(Collected data)
_ _ _

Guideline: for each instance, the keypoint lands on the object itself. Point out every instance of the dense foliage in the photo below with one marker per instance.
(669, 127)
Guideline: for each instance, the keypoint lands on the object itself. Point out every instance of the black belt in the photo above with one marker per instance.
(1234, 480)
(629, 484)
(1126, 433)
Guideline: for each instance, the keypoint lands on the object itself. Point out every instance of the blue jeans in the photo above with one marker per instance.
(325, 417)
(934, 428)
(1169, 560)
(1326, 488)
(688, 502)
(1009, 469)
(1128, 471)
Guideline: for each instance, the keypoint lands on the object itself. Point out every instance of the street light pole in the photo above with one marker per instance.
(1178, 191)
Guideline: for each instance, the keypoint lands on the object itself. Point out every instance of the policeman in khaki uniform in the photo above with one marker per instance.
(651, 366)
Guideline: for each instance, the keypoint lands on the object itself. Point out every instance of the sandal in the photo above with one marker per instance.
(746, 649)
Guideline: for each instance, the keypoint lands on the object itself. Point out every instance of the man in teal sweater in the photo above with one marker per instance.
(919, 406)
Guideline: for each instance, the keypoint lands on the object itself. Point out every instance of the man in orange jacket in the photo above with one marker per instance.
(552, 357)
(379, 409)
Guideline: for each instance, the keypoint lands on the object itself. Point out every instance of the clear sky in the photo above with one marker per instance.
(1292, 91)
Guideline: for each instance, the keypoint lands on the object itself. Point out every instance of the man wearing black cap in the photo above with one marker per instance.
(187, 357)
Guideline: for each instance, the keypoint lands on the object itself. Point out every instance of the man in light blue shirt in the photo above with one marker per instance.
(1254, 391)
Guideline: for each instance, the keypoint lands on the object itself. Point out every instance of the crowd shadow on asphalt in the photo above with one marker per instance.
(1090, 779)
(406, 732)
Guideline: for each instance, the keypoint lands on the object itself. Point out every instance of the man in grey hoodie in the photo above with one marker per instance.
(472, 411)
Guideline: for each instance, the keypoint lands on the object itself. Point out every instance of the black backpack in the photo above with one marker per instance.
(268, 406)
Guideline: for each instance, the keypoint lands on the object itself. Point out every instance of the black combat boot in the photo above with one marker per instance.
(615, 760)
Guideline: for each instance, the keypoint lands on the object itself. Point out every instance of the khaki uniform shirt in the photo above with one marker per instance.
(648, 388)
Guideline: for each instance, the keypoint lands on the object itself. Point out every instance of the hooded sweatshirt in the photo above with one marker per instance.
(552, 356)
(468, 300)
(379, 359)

_ _ _

Output the entries verbatim.

* RESULT OF THIS TASK:
Guideline: for each instance, the keypoint lands on the object itself. Point out every instance of the dense foliage in the photo below with one marker per instance.
(669, 127)
Guideline: for each instance, the keypoint lands on the object itself. Point out every instance of the black belt in the photo above with one marker per instance.
(1234, 480)
(629, 484)
(1126, 433)
Guideline: for each instance, the keypoint lands on the object itself. Point out every instance of the blue jeans in the photo above with one marker per instance.
(325, 417)
(934, 428)
(1169, 560)
(1326, 488)
(688, 502)
(1009, 469)
(1128, 471)
Guideline: for each instance, the keypoint lands on the object itself. Point out every instance of the street light pole in the photo above with one marker per instance.
(1178, 191)
Guideline: for each instance, the keypoint lands on the object itself. Point out every instance of the policeman in khaki uniform in the photo above with one marker per instance.
(651, 366)
Guideline: for each instance, the keypoint lands on the object itself. Point out every instance of the sandal in the photo above with one marker per instance.
(746, 649)
Guideline: for each instance, the keypoint lands on the object itself. Point out every instance of the man in teal sweater in the photo above with one marker per instance.
(919, 406)
Guideline: for each instance, the keypoint lands on the object itself. Point out every instance of the man in orange jacket in the photo above with one marker per instance.
(552, 357)
(379, 409)
Guideline: for each instance, the keypoint lands on the object itself. Point out every instance of the clear sky in the photo above with one marker per instance.
(1292, 91)
Guideline: for each instance, the keypoint lands on the object itself. Point out every instance of the man wearing black cap in the photo above with one marker per instance.
(187, 357)
Guideline: for each instance, the keypoint lands on the object itself. Point out every instance of the man in light blue shirt in the photo above with one marker per instance.
(1254, 391)
Guideline: for each instance, the keypoint lands on the object itself. Point out every instance of the crowd shadow on asphalt in the photo above with one marker per instance.
(1090, 779)
(406, 732)
Guideline: for each instance, the keypoint lands on the object itself. Point out every instance of the man in grey hoodie in the photo above with one marker per instance.
(472, 411)
Guideline: for each instance, the keypoint lands on the object itself. Point out every instance of the black backpack in the photo above with one marker per instance.
(268, 406)
Guideline: for each instance, the keypoint lands on the object itself. Point out every instance of the black combat boot in the photo above with one marker per instance.
(615, 760)
Guideline: for each instance, the keypoint lands on the object itself. Point out every instance of the khaki uniform shirt in the photo above with one marker per instance.
(648, 388)
Guideline: for each instance, the keypoint lands on the object itself. Point out every instance of the hooded sweatshirt in the photo above with one marker per instance.
(552, 356)
(468, 300)
(379, 359)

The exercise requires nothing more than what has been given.